Data supplied:
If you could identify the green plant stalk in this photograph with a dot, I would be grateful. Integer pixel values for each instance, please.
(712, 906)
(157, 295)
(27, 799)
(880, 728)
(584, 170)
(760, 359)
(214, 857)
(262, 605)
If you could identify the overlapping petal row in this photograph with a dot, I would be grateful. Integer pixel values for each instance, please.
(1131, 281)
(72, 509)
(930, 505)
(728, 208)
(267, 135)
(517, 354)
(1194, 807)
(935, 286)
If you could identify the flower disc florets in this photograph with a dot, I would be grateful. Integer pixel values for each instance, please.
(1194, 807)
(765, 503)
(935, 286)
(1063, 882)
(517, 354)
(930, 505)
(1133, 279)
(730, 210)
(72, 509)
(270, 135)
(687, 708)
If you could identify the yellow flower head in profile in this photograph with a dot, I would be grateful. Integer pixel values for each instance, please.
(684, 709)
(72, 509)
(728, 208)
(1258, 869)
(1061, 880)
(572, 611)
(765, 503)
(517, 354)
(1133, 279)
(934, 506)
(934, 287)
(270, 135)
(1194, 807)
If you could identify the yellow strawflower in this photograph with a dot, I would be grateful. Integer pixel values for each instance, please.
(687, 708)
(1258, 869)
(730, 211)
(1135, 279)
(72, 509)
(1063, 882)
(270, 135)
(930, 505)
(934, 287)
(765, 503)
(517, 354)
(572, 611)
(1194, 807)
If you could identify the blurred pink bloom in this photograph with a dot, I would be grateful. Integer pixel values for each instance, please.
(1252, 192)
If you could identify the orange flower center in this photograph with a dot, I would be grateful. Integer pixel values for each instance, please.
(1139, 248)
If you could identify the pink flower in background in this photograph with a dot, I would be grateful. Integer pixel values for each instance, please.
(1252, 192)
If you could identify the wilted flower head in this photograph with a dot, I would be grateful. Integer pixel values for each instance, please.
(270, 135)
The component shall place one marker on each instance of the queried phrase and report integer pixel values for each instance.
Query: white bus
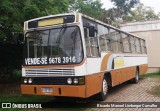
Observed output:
(74, 55)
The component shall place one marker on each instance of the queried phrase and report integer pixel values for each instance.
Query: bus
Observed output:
(74, 55)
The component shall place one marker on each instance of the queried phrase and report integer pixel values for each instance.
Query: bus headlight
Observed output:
(75, 81)
(25, 80)
(69, 81)
(30, 80)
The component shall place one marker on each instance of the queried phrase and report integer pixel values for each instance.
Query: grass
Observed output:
(156, 91)
(151, 75)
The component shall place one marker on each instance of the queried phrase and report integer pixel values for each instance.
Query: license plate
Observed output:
(47, 90)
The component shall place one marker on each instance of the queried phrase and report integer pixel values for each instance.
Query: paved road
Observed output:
(127, 92)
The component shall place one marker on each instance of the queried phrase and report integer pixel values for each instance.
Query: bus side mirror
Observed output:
(92, 31)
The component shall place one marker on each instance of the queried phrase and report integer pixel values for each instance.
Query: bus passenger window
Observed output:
(86, 36)
(104, 38)
(132, 42)
(126, 44)
(137, 43)
(115, 41)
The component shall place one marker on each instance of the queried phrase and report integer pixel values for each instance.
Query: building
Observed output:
(150, 31)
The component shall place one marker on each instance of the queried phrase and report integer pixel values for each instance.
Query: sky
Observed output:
(155, 4)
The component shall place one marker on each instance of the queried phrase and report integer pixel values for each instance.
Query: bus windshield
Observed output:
(54, 46)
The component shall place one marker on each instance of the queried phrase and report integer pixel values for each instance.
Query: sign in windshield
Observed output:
(54, 46)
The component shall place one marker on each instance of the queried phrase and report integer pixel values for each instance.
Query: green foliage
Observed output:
(91, 8)
(124, 6)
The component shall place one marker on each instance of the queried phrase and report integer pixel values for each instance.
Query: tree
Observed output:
(142, 13)
(14, 13)
(118, 14)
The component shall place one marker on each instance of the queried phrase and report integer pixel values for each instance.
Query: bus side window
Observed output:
(143, 47)
(91, 44)
(104, 38)
(133, 46)
(137, 43)
(30, 48)
(86, 36)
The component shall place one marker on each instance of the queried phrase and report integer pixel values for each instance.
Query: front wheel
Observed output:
(136, 79)
(104, 90)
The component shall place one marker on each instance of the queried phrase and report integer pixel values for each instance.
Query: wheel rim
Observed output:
(137, 75)
(104, 87)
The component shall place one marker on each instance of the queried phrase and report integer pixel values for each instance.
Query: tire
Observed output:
(136, 79)
(104, 90)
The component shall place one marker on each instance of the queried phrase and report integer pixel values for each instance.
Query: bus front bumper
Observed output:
(54, 90)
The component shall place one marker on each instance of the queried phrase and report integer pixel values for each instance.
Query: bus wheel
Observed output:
(136, 79)
(104, 90)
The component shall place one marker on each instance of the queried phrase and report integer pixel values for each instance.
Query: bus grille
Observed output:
(44, 72)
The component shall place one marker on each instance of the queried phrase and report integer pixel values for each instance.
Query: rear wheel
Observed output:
(104, 90)
(136, 79)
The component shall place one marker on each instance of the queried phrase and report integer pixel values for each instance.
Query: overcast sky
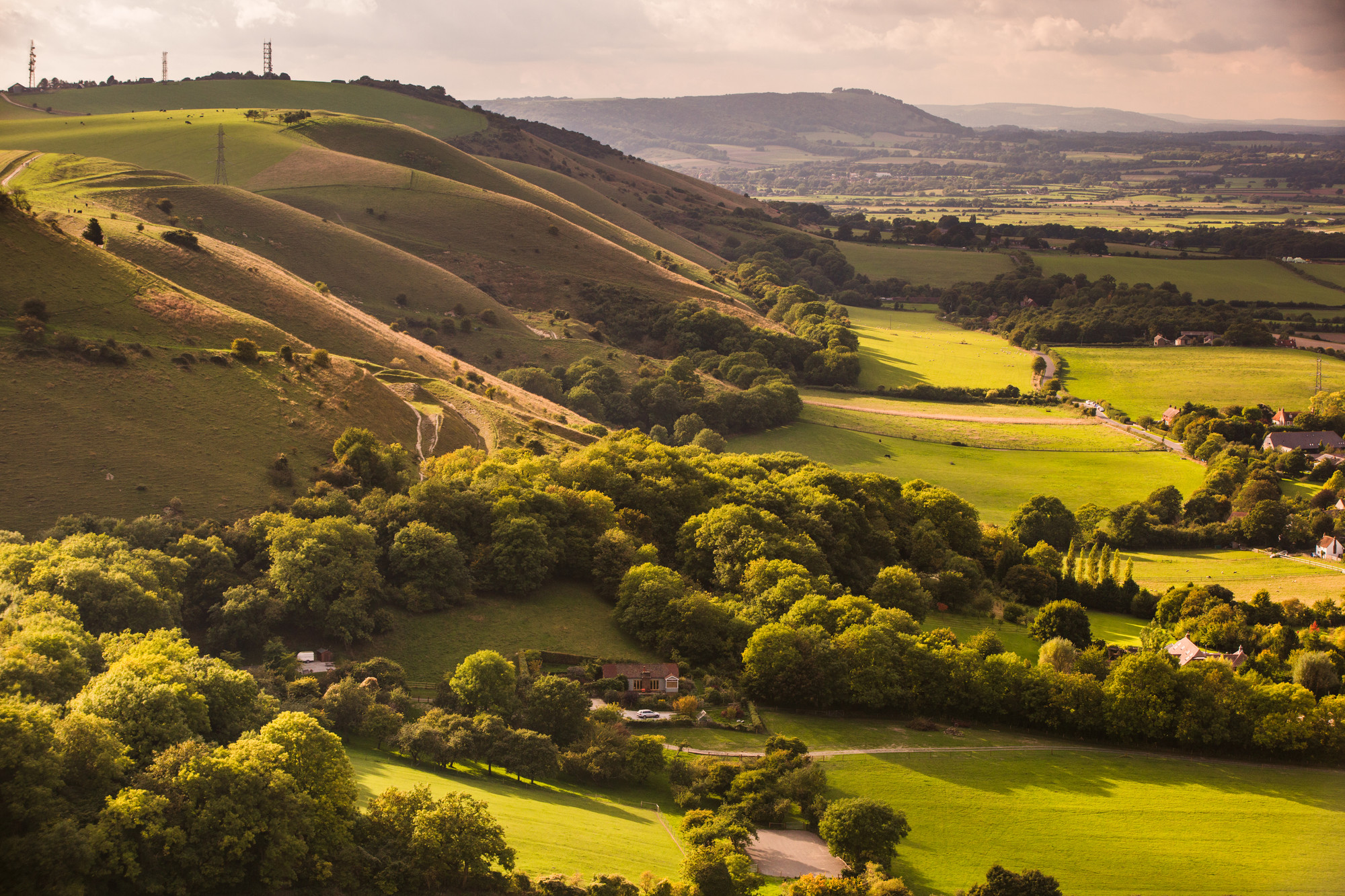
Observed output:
(1207, 58)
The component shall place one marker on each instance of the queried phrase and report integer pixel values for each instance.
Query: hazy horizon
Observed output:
(1241, 60)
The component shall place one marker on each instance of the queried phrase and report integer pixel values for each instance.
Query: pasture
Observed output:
(925, 266)
(562, 616)
(1108, 823)
(997, 482)
(443, 122)
(1243, 572)
(556, 827)
(1145, 381)
(1227, 279)
(910, 349)
(1067, 435)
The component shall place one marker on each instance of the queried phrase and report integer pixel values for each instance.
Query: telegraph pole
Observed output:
(221, 175)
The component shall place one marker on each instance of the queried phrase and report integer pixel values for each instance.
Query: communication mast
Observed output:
(221, 175)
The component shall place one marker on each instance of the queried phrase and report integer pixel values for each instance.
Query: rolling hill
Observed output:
(744, 119)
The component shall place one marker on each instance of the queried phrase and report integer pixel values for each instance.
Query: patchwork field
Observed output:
(997, 482)
(1108, 825)
(909, 349)
(1243, 572)
(560, 616)
(925, 266)
(1145, 381)
(1229, 279)
(562, 827)
(978, 434)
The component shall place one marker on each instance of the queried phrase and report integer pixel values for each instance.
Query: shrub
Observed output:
(245, 350)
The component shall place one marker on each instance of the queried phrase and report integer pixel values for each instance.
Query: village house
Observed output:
(1311, 442)
(653, 678)
(1284, 417)
(1187, 651)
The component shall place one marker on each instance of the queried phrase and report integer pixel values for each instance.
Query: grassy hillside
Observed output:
(1226, 279)
(997, 482)
(558, 829)
(440, 120)
(1105, 823)
(909, 349)
(1145, 381)
(925, 266)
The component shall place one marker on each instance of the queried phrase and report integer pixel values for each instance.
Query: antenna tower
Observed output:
(221, 175)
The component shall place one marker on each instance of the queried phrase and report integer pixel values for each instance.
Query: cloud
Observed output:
(262, 13)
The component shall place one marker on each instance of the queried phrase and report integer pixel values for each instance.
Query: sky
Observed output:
(1204, 58)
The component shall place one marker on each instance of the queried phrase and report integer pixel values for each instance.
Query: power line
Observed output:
(221, 175)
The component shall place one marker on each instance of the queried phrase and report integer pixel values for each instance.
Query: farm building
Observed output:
(657, 678)
(1186, 651)
(1313, 443)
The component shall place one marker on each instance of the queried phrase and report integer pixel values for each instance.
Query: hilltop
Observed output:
(742, 119)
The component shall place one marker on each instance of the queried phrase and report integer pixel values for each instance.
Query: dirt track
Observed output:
(1034, 421)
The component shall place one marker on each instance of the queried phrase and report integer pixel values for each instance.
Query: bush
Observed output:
(245, 350)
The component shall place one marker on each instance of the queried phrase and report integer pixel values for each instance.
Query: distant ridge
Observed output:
(1101, 119)
(740, 119)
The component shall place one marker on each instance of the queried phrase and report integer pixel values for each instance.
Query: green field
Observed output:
(1108, 825)
(1227, 279)
(1145, 381)
(978, 434)
(909, 349)
(1245, 572)
(997, 482)
(443, 122)
(926, 266)
(555, 827)
(562, 616)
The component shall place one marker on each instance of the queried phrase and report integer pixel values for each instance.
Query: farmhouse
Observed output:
(1187, 651)
(1309, 442)
(1284, 417)
(658, 678)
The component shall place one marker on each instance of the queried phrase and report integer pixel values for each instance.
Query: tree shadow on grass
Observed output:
(497, 784)
(1100, 774)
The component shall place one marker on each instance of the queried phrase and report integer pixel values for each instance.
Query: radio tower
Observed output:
(221, 175)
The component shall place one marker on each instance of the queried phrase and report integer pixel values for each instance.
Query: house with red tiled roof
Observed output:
(646, 678)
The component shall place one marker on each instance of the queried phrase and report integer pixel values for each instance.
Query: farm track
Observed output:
(879, 751)
(1082, 421)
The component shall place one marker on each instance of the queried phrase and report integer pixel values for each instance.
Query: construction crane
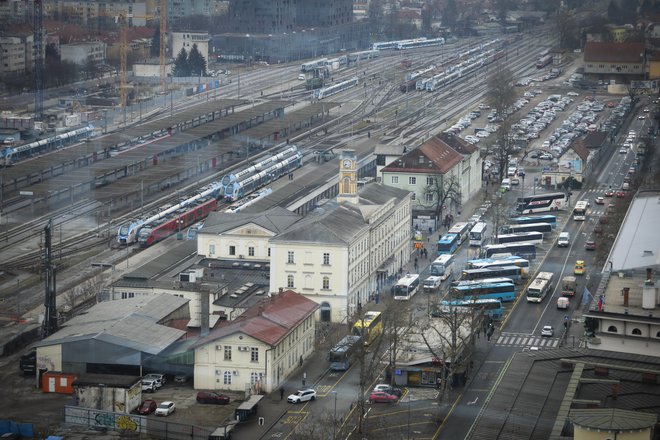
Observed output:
(38, 32)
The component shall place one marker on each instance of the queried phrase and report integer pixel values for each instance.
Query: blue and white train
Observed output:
(230, 187)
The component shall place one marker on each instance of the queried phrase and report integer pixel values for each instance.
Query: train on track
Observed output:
(12, 154)
(169, 219)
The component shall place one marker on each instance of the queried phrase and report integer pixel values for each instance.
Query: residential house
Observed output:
(445, 161)
(576, 164)
(624, 314)
(261, 348)
(340, 256)
(619, 61)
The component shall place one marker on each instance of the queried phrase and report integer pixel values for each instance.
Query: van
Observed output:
(432, 283)
(563, 303)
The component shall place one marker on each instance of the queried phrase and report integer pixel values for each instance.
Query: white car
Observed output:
(302, 396)
(165, 408)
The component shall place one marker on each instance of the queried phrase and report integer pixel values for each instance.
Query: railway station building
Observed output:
(443, 163)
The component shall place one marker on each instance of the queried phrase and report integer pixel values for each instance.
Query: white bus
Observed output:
(540, 287)
(478, 234)
(541, 203)
(580, 210)
(443, 266)
(406, 287)
(461, 229)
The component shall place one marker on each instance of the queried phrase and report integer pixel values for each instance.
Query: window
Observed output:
(255, 377)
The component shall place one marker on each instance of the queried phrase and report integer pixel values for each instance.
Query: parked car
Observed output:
(211, 397)
(147, 407)
(165, 408)
(389, 389)
(382, 397)
(302, 396)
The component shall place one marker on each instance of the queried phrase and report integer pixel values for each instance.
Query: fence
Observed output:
(157, 428)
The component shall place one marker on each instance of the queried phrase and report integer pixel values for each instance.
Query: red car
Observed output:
(379, 396)
(147, 407)
(211, 397)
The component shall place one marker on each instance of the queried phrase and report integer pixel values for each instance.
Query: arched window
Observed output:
(325, 312)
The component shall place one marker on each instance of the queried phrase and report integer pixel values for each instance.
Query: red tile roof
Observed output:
(614, 52)
(434, 156)
(268, 321)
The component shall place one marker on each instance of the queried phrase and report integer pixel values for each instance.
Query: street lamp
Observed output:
(334, 420)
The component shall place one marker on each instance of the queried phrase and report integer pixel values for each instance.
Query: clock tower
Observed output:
(348, 177)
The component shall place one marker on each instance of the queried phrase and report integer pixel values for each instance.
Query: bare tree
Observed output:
(445, 190)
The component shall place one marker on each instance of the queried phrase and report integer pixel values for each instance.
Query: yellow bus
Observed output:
(369, 327)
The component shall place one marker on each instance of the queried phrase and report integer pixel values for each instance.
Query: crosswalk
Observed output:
(523, 340)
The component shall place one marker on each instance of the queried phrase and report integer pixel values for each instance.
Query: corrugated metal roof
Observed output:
(638, 243)
(132, 323)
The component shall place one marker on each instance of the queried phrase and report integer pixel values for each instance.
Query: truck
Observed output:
(568, 286)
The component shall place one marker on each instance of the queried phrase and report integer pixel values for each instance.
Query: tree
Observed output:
(196, 62)
(445, 190)
(181, 66)
(501, 96)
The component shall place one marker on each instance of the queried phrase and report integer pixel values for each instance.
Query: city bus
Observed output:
(541, 203)
(530, 237)
(478, 234)
(513, 260)
(341, 354)
(369, 327)
(552, 219)
(462, 229)
(503, 291)
(488, 307)
(540, 287)
(406, 287)
(525, 250)
(443, 266)
(580, 210)
(546, 228)
(512, 272)
(448, 244)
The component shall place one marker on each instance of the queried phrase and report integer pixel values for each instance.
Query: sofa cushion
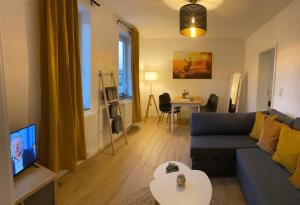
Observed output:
(221, 123)
(269, 135)
(283, 118)
(262, 181)
(295, 178)
(288, 148)
(218, 146)
(296, 124)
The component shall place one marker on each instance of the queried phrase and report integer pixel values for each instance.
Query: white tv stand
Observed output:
(36, 185)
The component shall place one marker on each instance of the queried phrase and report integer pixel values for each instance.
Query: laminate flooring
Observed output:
(108, 180)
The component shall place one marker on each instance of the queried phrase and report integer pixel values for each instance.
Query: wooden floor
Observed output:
(106, 180)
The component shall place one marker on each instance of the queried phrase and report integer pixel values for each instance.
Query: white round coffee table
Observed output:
(198, 189)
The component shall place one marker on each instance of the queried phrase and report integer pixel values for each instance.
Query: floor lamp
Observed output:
(151, 76)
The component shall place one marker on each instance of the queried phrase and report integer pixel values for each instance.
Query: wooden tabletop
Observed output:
(195, 100)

Set exercise: Pick out every line of the material that contains the word "track", and copy each one in full. Case counts.

Answer to this task:
Query: dirt track
Query: farm track
Query: train on track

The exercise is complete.